Excerpt provided:
╔══

BARBARA McCulkin wore a navy blue polka dot dress she had sewn herself.
Her eldest daughter Vicki had on her favourite jeans - blue with yellow stars dotted along the flares - a red top with a zipper at the front and a necklace.
Little Leanne matched her pink shorts with a smock top that "she wore all the time".
Outside their house at 6 Dorchester St, Highgate Hill, was a "yellow" Charger with a black stripe.
In the front yard a man called 'Shorty' petted Ginger Meggs the cat and inside a man called Vince chatted to Mrs McCulkin.
This scene is more than 40 years old, but Janet Gayton on Wednesday painted a vivid portrait of the last day she saw the McCulkins alive on January 16, 1974.
Ms Gayton was giving evidence in Vincent O'Dempsey's murder trial.
Mr O'Dempsey, a 78-year-old Warwick resident, has pleaded not guilty to three charges of murder and one of deprivation of liberty.

╚══

What this exercise asks:
1: Shorten the paragraph of the news report that begins "This scene is more than 40 years old" and keep its main facts.
2: Write the next part of the news report on the McCulkin murder trial, beginning after its final sentence.

(Dataset rows on where objects appear)
╔══

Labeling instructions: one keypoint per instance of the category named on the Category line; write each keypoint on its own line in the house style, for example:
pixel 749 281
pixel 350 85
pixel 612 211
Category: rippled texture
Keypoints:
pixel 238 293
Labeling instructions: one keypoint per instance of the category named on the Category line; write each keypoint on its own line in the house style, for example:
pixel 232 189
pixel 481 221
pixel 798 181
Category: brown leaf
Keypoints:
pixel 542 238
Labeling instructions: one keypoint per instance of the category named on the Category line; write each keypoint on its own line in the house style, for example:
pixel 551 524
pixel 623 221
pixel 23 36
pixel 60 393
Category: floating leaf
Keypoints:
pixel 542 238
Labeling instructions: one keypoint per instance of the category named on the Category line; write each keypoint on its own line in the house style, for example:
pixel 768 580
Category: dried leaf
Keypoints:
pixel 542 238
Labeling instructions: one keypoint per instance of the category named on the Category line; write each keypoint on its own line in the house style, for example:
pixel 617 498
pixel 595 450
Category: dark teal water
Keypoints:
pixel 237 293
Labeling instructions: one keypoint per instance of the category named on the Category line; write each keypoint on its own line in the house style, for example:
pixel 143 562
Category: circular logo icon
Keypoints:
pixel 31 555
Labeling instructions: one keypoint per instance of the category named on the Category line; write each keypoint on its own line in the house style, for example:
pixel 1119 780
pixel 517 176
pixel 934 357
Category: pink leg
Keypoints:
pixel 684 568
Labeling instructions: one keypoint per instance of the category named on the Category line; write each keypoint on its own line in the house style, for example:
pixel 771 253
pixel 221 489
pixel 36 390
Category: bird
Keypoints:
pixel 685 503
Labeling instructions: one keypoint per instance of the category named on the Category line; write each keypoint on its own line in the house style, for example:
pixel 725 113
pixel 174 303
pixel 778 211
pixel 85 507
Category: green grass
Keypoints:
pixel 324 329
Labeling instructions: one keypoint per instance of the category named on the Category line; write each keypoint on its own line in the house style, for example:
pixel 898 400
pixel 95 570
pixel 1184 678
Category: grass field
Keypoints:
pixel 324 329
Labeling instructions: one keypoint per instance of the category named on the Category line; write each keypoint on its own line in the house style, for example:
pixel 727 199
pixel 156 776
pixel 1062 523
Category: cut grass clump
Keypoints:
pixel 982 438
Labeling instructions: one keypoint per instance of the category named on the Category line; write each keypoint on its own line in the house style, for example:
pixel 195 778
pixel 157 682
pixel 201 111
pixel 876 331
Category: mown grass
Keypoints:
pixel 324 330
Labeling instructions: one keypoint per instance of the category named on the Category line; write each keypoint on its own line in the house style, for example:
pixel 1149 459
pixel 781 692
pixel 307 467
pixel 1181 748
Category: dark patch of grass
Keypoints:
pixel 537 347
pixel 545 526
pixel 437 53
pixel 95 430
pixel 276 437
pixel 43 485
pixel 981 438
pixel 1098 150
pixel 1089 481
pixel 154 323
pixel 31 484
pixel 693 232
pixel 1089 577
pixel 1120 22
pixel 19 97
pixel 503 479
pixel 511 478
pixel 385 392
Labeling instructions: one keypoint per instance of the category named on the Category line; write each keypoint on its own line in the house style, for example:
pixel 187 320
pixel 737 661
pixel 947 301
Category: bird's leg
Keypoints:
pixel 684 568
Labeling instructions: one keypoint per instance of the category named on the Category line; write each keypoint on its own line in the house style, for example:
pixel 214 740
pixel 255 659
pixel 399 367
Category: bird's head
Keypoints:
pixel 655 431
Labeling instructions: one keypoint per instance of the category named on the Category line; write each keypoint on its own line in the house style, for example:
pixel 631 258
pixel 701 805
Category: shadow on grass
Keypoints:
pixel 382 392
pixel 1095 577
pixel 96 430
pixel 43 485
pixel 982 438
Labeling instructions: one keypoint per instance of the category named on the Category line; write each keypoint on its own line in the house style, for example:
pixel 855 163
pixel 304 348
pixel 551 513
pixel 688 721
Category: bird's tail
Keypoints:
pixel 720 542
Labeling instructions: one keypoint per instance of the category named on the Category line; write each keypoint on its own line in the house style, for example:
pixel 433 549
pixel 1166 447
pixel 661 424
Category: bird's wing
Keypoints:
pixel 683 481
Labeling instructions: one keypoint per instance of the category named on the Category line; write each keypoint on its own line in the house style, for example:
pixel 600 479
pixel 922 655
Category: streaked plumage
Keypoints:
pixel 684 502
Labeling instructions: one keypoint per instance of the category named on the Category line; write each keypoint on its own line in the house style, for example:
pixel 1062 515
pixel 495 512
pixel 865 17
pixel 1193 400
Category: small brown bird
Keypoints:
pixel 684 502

╚══

Final results:
1: On Wednesday, Janet Gayton vividly described a scene from more than 40 years ago: the last day she saw the McCulkins alive, January 16, 1974.

2:
The Crown alleges Mr O'Dempsey and his co-accused Garry Reginald 'Shorty' Dubois murdered Mrs McCulkin and her daughters because they feared Mrs McCulkin could link them to a nightclub fire in 1973.
Ms Gayton told the court that Vicki said the men were called "Vince and Shorty" but that she did not recall what Vicki said Shorty's real name was.
She said Vicki and Leanne told her the men were friends of their father.
Ms Gayton said she had crossed the road from her place to the McCulkins' to escort Vicki and Leanne back to her house for her sister Juneen's 10th birthday party.
"It was just a little party at our place, (with) cake," Ms Gayton said.
"We were playing all the time, either at their place or ours."
Straight after her sister gave evidence, Juneen Gayton told the court she saw the two men enter the McCulkin house and that the man called Shorty was carrying a box of beer.
Leanne left the party a couple of hours later because she was feeling ill and Vicki went home about 10.15pm.
The Gaytons watched Vicki walk in the front door of her home, which was "not lit up".
The Gayton sisters, under questioning by defence barrister Tony Glynn, said they did not see the yellow Charger in front of the McCulkin home when Vicki and Leanne left the party.
However, they said it could have been there because a steep hairpin bend in the street meant the view from 7 Dorchester St to 6 Dorchester St was partially blocked.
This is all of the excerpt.